| What is asked |
Pull out every line of the items below that contains the string "silhouette". Case counts.

[Start]

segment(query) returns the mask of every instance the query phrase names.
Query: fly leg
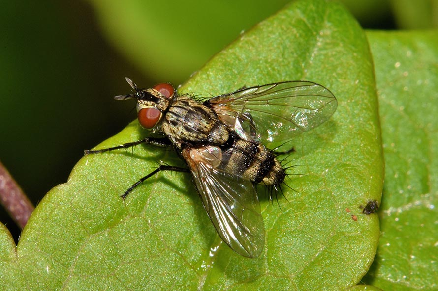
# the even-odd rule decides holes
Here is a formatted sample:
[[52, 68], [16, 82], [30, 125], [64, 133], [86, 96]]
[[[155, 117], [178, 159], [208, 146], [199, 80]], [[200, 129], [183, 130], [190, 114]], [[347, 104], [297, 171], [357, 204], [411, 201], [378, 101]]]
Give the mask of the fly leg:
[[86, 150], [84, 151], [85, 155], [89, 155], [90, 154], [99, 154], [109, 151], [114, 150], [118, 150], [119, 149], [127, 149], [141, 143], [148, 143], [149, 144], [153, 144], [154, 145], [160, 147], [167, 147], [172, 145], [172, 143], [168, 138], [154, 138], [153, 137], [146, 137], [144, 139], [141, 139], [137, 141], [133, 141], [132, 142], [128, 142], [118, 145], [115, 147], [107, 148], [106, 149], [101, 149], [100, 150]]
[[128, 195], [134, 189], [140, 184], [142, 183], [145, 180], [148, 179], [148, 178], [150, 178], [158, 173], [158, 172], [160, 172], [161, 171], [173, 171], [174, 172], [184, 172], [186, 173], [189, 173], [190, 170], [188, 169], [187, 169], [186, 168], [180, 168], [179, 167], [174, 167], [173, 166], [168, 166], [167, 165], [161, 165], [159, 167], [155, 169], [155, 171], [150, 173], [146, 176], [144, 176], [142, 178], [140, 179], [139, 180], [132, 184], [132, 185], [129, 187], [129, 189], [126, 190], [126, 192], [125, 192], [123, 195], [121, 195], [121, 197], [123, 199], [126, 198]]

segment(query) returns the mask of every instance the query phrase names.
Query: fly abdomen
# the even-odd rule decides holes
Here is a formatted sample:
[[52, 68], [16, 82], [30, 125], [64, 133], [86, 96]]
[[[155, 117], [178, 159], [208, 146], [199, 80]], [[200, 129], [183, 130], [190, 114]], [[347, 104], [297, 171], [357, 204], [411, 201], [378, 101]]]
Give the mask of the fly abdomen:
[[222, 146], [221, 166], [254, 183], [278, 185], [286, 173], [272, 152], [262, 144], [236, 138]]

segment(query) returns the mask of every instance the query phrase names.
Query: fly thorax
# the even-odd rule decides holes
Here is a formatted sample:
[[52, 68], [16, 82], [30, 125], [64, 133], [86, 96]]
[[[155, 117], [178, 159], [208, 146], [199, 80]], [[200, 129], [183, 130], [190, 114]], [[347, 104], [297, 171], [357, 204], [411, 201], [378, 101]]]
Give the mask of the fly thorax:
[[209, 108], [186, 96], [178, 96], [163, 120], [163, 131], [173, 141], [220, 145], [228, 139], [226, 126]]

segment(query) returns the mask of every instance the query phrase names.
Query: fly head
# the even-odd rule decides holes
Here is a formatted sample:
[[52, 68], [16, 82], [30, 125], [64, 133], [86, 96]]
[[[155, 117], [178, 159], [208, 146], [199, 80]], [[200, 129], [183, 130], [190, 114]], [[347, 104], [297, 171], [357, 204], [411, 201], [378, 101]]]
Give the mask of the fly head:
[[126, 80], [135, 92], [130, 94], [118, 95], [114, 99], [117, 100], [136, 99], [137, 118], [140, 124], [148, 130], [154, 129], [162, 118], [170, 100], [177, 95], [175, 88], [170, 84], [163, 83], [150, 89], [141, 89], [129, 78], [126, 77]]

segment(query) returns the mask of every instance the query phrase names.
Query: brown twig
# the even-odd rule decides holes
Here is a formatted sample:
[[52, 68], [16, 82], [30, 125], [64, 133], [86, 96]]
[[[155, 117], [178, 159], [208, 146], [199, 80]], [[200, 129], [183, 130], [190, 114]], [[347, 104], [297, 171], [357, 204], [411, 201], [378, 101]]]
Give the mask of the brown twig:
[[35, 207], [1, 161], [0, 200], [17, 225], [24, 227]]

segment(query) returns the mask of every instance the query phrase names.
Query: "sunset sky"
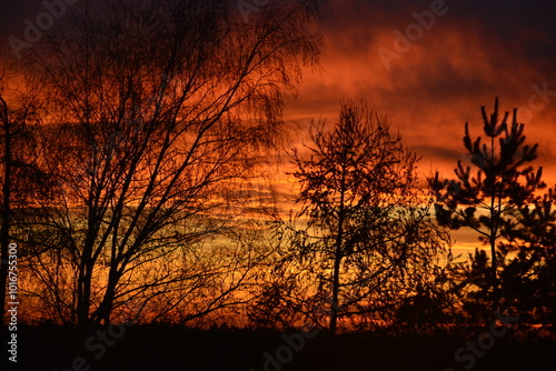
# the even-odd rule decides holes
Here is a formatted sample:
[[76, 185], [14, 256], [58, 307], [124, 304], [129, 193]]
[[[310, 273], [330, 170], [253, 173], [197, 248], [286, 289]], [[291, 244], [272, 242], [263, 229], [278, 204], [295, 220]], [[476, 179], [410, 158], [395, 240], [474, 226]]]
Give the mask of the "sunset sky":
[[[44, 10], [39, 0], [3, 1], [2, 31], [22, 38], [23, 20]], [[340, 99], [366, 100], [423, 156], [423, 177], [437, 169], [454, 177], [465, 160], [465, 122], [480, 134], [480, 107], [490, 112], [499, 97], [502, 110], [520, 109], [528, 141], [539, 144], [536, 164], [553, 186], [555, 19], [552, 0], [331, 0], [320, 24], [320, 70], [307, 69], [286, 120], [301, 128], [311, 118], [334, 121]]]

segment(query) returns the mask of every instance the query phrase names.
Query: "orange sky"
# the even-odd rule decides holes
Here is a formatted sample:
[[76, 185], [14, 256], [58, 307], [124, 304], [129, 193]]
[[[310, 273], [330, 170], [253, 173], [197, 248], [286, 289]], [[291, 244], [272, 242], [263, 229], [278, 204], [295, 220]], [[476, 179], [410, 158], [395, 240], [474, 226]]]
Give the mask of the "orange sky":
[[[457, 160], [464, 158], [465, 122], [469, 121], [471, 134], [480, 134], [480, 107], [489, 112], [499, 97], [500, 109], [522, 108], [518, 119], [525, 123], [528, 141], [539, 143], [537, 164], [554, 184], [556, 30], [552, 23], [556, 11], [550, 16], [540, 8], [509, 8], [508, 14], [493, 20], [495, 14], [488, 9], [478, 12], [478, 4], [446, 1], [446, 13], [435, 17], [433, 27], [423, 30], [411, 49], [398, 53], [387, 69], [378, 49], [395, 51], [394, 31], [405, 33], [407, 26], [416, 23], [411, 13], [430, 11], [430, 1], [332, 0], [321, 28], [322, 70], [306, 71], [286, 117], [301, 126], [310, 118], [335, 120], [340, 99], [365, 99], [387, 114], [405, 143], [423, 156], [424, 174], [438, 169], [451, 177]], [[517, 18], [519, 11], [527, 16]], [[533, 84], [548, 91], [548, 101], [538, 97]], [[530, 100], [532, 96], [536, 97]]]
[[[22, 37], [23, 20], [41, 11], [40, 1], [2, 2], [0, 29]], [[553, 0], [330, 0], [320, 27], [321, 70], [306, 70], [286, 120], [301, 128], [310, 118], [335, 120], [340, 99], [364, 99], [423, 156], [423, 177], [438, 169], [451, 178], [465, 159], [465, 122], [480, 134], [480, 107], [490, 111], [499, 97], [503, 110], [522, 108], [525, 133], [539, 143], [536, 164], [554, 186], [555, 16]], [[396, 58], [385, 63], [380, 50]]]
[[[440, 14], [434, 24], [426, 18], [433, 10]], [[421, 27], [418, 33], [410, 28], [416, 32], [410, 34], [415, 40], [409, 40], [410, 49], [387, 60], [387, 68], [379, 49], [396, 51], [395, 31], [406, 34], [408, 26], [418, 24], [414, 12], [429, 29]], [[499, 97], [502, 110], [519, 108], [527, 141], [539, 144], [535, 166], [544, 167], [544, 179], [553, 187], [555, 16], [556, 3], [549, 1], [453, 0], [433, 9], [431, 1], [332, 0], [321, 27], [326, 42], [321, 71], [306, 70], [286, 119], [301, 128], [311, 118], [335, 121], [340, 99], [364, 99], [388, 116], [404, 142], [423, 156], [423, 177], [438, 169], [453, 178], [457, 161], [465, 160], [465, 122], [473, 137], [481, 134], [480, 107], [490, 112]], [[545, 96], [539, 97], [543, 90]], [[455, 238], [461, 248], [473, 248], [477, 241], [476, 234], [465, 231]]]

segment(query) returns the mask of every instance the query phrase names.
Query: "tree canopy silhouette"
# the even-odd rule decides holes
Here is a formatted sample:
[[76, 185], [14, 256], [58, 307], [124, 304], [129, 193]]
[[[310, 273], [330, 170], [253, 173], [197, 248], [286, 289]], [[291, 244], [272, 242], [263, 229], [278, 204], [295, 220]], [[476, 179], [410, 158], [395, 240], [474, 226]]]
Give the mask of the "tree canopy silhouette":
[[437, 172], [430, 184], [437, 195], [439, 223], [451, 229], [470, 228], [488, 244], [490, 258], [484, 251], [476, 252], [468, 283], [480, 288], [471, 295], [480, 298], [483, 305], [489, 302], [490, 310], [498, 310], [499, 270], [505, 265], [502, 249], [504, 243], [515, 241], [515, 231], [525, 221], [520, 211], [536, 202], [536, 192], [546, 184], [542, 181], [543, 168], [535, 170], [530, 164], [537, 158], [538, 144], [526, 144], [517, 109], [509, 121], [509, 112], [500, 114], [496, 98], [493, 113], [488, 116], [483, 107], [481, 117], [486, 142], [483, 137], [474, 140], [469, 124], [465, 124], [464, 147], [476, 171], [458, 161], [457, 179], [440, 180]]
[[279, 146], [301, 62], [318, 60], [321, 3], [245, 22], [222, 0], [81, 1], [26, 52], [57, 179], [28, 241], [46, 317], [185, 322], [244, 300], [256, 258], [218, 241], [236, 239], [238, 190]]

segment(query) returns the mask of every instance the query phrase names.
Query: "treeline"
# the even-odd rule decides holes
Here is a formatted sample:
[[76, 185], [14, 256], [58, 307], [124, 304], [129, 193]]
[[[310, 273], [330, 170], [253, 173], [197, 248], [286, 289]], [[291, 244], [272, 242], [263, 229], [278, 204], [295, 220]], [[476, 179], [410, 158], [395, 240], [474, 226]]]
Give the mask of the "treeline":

[End]

| Output for this task |
Query: "tree canopy silhouette"
Give the mask of the "tree canopy silhouette":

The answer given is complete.